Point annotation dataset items
▶

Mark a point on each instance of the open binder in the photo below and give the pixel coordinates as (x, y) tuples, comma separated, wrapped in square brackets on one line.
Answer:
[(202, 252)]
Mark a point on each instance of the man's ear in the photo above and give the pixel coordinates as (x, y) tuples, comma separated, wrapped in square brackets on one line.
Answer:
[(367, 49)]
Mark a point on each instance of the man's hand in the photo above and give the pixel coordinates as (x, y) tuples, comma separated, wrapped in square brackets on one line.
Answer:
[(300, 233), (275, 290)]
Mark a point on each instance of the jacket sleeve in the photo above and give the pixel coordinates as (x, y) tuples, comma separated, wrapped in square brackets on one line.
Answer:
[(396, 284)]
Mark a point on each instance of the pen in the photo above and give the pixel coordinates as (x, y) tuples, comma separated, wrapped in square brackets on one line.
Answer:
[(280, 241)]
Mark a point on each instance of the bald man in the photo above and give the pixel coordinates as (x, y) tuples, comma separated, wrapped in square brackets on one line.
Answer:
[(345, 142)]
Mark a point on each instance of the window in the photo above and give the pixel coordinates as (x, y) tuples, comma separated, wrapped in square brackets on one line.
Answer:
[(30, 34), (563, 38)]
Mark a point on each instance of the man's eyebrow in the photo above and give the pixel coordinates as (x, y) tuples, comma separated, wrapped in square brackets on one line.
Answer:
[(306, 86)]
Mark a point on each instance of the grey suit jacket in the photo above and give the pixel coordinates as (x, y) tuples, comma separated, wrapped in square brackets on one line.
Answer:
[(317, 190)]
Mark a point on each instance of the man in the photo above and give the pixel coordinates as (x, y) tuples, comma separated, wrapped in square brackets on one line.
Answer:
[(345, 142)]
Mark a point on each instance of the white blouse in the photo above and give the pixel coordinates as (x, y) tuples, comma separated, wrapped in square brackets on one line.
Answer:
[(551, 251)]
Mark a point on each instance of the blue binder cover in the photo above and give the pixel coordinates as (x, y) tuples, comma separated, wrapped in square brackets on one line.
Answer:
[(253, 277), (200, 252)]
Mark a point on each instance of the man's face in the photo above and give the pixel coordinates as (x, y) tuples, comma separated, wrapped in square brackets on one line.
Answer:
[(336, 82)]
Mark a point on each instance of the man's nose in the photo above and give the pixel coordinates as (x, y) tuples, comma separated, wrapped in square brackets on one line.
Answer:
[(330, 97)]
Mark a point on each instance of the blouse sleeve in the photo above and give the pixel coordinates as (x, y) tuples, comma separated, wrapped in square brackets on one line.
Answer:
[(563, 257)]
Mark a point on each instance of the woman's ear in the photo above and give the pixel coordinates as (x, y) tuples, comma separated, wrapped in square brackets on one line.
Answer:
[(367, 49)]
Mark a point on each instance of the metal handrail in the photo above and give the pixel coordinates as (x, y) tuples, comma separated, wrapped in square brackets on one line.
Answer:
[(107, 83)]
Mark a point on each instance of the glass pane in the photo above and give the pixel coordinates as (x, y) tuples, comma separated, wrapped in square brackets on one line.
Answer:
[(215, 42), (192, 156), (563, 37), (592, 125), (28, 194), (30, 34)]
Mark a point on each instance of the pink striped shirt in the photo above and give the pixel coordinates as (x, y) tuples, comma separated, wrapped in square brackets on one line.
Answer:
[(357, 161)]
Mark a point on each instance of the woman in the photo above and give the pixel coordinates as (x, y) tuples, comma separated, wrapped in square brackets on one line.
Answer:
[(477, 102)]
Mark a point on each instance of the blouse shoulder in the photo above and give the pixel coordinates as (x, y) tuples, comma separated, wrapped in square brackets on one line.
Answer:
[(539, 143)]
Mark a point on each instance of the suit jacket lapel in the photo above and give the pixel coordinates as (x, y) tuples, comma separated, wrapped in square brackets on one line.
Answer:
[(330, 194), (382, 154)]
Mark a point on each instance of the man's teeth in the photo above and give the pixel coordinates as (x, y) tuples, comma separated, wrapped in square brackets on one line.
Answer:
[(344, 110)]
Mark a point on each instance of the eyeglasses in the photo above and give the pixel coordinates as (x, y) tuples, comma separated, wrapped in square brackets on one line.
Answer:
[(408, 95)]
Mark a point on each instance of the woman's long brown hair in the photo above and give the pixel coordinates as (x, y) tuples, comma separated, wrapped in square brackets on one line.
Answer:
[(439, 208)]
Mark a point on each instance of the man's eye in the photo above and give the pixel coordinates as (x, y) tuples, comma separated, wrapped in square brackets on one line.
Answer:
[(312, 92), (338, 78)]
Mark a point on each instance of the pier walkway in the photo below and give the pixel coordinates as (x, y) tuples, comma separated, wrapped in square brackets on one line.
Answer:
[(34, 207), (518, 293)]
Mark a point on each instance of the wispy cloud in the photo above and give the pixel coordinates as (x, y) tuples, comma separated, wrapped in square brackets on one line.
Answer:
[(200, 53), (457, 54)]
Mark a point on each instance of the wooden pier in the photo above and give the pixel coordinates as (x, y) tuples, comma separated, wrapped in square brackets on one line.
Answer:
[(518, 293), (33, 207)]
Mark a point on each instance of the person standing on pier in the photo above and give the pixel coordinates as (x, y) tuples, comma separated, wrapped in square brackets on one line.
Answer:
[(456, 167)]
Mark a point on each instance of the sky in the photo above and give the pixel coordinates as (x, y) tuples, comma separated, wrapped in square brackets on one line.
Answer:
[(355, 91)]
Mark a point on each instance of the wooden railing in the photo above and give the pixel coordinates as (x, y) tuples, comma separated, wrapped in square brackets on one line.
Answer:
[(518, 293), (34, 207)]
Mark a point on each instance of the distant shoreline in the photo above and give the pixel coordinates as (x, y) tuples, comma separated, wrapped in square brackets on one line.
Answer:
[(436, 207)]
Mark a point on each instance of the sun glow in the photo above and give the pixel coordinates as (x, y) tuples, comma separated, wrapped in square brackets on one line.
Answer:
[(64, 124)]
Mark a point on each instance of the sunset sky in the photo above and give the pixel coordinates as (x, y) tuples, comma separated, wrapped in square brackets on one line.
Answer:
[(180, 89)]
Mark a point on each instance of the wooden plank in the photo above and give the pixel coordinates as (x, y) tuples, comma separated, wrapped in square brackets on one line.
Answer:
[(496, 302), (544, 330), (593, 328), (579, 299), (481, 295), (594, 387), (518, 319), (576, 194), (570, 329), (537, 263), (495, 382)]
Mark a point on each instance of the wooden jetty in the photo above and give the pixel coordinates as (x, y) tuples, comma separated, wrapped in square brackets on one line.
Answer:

◀

-- Prompt --
Reproduce every item above verbatim, line for line, with no changes.

-- Exercise output --
Mark a point on each instance of the open binder in the photo below and give the pixel coordinates as (x, y) tuples, comma separated, wrapped in square brackets on one line.
Answer:
[(202, 252)]
Mark a point on each instance of the man's ear in the photo above and give the pixel coordinates as (x, y) tuples, comma separated, wrapped in square brackets on one line.
Answer:
[(367, 49)]
Mark a point on each instance of the man's hand in the photo above and give the pixel coordinates as (x, y) tuples, comma separated, wrapped in square brackets on one line.
Answer:
[(300, 233), (275, 290)]
Mark a point on each instance of the jacket sleeve in the photo above and give the pixel coordinates as (x, y) tuples, comma separated, wrapped in square brackets on one line.
Answer:
[(396, 284)]
Mark a point on each instance of the pen in the photo above and give the pixel coordinates as (x, y) tuples, comma separated, wrapped in square brackets on one line.
Answer:
[(280, 241)]
Mark a point on each instance of the bald man in the photo above and give the pixel coordinates as (x, y) tuples, comma separated, wrapped in square brackets on one line.
Answer:
[(345, 142)]
Mark a point on each instance of the window in the photo above and give the pixel coordinates as (x, y) tuples, comma separated, wrapped in square brackets on one line.
Answer:
[(30, 34), (563, 38)]
Mark a point on each instance of the man's eyebrow in the photo above and give the pixel coordinates as (x, y) tuples, comma separated, wrapped in square brackets on one line.
Answer:
[(306, 86)]
Mark a point on each instance of the grey suit jacket in the photo above and give the pixel coordinates as (x, y) tuples, comma separated, wrapped in square brackets on one line.
Answer:
[(317, 190)]
Mark a point on each instance of the man in the photo above and give the pixel coordinates as (x, y) tuples, comma separated, wrapped in square brackets on one line.
Answer:
[(345, 142)]
Mark a point on each instance of the white blouse in the photo above and give the pixel coordinates as (x, y) tuples, comma separated, wrapped in square brackets on one line.
Answer:
[(551, 251)]
Mark a point on each instance of the blue binder cover in the photo above and give the pixel coordinates as (x, y) tuples, comma separated, wrapped in square brackets on one line.
Answer:
[(253, 277), (200, 252)]
Mark a point on each instance of the man's face in the photo above and give the pixel coordinates as (x, y) tuples, comma separated, wrapped in square brackets on one line.
Answer:
[(336, 82)]
Mark a point on each instance of the man's nose in the photo above and give the pixel coordinates as (x, y) tuples, comma separated, wrapped in square brackets on one line.
Answer:
[(330, 97)]
Mark a point on each instance of the blouse sleeve in the photo above and give the pixel coordinates as (x, y) tuples, comma separated, wrapped in square brackets on one line.
Answer:
[(563, 257)]
Mark a point on each instance of the woman's ear in the photo above and give the pixel coordinates as (x, y) tuples, comma separated, wrapped in square brackets on one line.
Answer:
[(367, 49)]
Mark a point on each instance of the metal handrail in the photo above and give the pixel coordinates as (x, y) tuples, comma separated, wrapped in square brackets on one line.
Answer:
[(107, 83)]
Mark a point on each instance of the glass pane in the photo above and give the pixel coordinates as (x, y) tuples, comma separated, wrapped in square brackets on one line.
Answer:
[(215, 42), (192, 156), (563, 37), (592, 125), (28, 194), (30, 34)]
Mark a point on each instance of the pink striped shirt in the photo above and give the pixel coordinates as (x, y) tuples, comma separated, wrapped in square brackets on one line.
Answer:
[(357, 161)]
Mark a point on each instance of the woman in the photo above and give the pixel coordinates as (x, y) tuples, comma separated, wrapped in square brackets on one line.
Answer:
[(477, 102)]
Mark a point on each instance of the blouse shoulder in the photo above and give the pixel coordinates as (x, y) tuples, comma separated, wrapped in square brackets on one line.
Answer:
[(539, 143)]
Mark a point on each instance of the suit jacket lapel in the photo above and give the pixel coordinates as (x, y) tuples, comma separated, wrapped in square brackets on one line.
Answer:
[(330, 194), (382, 154)]
Mark a point on each instance of the man's teeth in the photo above and give the pixel coordinates as (x, y) tuples, comma separated, wrapped in square brackets on one line.
Answer:
[(344, 110)]
Mark a point on each instance of the eyeglasses in the photo above and give the pixel coordinates as (x, y) tuples, comma separated, wrapped in square brackets on one line.
Answer:
[(408, 95)]
Mark a point on each instance of the woman's long brown hair in the photo above and give the pixel coordinates as (x, y) tuples, comma separated, wrapped in square brackets on one line.
Answer:
[(439, 208)]
Mark a point on each instance of the man's eye in the photo above and give the pixel coordinates as (x, y) tuples, comma separated, wrapped in square brackets on one line.
Answer:
[(312, 92), (338, 78)]
Mark a point on each instance of the pier walkway in the photo below and give the pixel coordinates as (x, y) tuples, comma separated, wrapped in square brackets on one line.
Answer:
[(34, 207), (518, 293)]
Mark a point on each instance of the wispy cloud in the photo above and give the pixel coordinates as (x, y) tuples, comma separated, wrapped in square brackets on one line.
Answer:
[(200, 53), (457, 54)]
Mark a point on each instance of the wooden pier in the photo above and give the pixel coordinates as (x, y) tuples, comma separated, wrapped in square brackets on one line.
Answer:
[(518, 293), (33, 207)]
Mark a point on each instance of the person standing on pier in the photo above and give the pixel coordinates as (x, y) tuples, comma separated, wrapped in square brackets on one line.
Answer:
[(456, 167)]
Mark a point on each instance of the sky in the photo above and give the pixel coordinates as (x, y) tuples, comma separated, wrapped in square brackets on one line.
Answer:
[(355, 91)]
Mark a point on each instance of the wooden railing in the photo above and give the pixel coordinates as (x, y) tuples, comma separated, wrapped in square brackets on one line.
Answer:
[(518, 293), (34, 207)]
Mark a point on each instance of the distant shoreline in the photo above and give the pixel coordinates as (x, y) tuples, comma separated, wrapped in square brackets on one line.
Answer:
[(436, 207)]
Mark a point on each instance of the sun glow in the photo above and give the pixel coordinates as (x, y) tuples, comma separated, wrapped in square brackets on one line.
Answer:
[(64, 124)]
Mark a point on each instance of the sunset sky in the photo above and give the pixel coordinates as (x, y) tuples, comma separated, wrapped in square brackets on one line.
Answer:
[(180, 89)]
Mark a point on each instance of the wooden plank in the photo above and give the pixel coordinates as (x, y) tuples, comma separated, wrapped in square brackets on one line.
Answer:
[(496, 302), (544, 330), (593, 328), (579, 299), (481, 295), (594, 387), (518, 319), (576, 194), (570, 329), (537, 263), (495, 382)]
Mark a point on each instance of the wooden jetty in the photo above and give the pixel coordinates as (x, y) tuples, comma separated, wrapped in square brackets on one line.
Answer:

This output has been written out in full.